▸ Belge alıntısı
»»

Gelmişken Gümüşhane'de Harşıt Çayının etrafında,
Nihal Atsız Parkında "Serinlenelim" dedik.
Parkta görevli uzun boylu yakışıklı bir genç,
"Ne alırsınız ?"dedi.
"Çay,
Kahve,
Dondurmamız mükemmeldir"
*
Dondurmanın övgülü referansı üzerine,
Çaydan çaydık,
Dondurmada karar kıldık.
Gerçekten güzelmiş.

Genç adama,
"Nerelisin,
Öğrenci misin?" dedim.
Evet,
Öğrenciyim,
Diyarbakırlıyım dedi.
*
İşi vardı ama sohbetimizin de devam etmesini istiyordu.
İşlerinin arasında,
Gelişen ve değişen Diyarbakır'dan bahsetti.
"Memleketim çok gelişti çok!
4 sene üzerine Diyarbakır'a gittim,
Vallaha yittim!
Arkadaşlara gelin,
Beni alın eve götürün" dedim.
*
"Burada,
Gümüşhane Üniversitesinde Acil müdahale okudum.
Ardından,
İş Sağlığı ve Güvenliği Bölümünde okuyorum.
Yani şimdi burada eğitim amaçlı bulunuyorum,
*
Okurken de çalışarak maddi ihtiyaçlarımı kazanıyorum.
Ülkemin bu günkü halinden mutluyum.
Geleceğimizden umutluyum.
Artık terör yok gibi.
Bizlerde artık gelecek hayalleri kurabiliyoruz.
Eğitimimizi tamamlıyoruz.
Buradan sonra İstanbul'da yaşamıma devam etmek istiyorum."
Dedi Ramazan Esmer.
*
Yaklaşık bir saatlik istirahatın ve birkaç dakikalık sohbetin ardından,
Ramazan'dan ayrılmak zor geldi.
Kendisine buradan tekrar başarılar diliyorum.
Bu arada Ramazan'ın Fenerbahçeli olduğunu öğrendik.
Ona da bizim Trabzonsporlu olduğumuzu öğrettik.
Evet, şaka bir tarafa,
Bu ülke bizim.
İstanbul,
Van,
Diyarbakır,
Trabzon bizim...
Bu insanlar bizim...
Yok öyle ayrı gayrı...
Öyle değil mi Ramazan!
ENE AĞTEZİRU LEKE
Arapça,
Ene ağteziru leke
Türkçesi:
Senden özür dilerim.

İşte Suudilerden,
Kaşıkçı Cinayeti ile ilgili olarak bu lafı duymamız için,
BM Suudileri uyarmış.

««

▸ Görev
Yukarıdaki belge alıntısında "4 sene üzerine" ifadesini içeren sözlerle açılıp "Güvenliği Bölümünde okuyorum." ifadesiyle kapanan bölümü hiç değiştirmeden alıntılayın.

▸ Veri kümesi kayıtları
»»

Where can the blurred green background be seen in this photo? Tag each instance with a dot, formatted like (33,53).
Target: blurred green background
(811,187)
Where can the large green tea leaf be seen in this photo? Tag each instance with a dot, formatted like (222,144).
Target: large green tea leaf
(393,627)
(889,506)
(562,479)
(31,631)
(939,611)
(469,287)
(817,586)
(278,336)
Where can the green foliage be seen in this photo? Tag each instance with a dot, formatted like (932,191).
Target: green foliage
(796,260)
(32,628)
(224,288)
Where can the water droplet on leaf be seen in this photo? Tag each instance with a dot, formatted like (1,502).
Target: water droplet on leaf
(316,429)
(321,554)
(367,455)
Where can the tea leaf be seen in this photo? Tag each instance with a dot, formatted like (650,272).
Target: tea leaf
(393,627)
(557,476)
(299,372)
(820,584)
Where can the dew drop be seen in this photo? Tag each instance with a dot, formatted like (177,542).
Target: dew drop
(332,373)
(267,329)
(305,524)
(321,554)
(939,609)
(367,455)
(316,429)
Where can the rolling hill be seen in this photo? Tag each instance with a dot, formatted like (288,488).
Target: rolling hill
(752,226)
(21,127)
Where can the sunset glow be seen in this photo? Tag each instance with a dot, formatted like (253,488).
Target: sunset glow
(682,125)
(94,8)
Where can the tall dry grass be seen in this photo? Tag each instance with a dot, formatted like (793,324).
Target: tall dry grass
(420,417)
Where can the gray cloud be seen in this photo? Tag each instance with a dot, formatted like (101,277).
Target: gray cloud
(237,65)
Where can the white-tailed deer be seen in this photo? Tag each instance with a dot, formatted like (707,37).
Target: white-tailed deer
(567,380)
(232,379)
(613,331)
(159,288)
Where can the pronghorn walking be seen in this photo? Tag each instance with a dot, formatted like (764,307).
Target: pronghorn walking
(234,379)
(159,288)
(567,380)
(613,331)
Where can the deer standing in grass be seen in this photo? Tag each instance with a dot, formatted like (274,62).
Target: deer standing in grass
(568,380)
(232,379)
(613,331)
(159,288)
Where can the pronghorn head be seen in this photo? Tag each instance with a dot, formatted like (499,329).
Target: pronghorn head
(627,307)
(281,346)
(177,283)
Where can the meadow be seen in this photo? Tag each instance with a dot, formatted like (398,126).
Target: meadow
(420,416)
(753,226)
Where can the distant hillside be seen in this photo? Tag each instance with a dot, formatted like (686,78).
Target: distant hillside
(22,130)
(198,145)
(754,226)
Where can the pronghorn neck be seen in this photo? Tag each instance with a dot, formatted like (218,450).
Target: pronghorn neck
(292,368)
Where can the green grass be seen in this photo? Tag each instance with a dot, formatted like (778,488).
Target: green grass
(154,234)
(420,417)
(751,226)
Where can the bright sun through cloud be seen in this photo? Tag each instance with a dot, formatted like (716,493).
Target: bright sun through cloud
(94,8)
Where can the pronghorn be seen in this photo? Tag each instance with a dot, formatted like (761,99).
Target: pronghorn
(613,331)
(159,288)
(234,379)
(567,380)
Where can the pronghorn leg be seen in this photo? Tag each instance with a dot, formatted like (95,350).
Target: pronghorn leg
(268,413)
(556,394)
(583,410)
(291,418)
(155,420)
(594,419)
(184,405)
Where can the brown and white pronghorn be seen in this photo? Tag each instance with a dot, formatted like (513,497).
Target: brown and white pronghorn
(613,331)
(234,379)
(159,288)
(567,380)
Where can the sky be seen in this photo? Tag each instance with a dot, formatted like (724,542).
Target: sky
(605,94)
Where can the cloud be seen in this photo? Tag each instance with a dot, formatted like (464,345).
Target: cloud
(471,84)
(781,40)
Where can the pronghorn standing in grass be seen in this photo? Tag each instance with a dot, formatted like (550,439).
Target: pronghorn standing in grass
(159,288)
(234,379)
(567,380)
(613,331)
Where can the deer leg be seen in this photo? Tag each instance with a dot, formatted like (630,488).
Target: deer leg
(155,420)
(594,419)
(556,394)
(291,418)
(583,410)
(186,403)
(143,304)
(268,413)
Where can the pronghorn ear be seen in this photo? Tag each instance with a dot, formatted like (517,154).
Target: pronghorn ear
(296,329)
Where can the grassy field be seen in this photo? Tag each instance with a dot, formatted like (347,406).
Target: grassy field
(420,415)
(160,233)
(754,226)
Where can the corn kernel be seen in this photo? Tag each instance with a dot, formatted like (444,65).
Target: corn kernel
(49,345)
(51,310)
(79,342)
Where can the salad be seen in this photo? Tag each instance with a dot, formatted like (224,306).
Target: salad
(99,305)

««

▸ Yanıt aşağıda
4 sene üzerine Diyarbakır'a gittim,
Vallaha yittim!
Arkadaşlara gelin,
Beni alın eve götürün" dedim.
*
"Burada,
Gümüşhane Üniversitesinde Acil müdahale okudum.
Ardından,
İş Sağlığı ve Güvenliği Bölümünde okuyorum.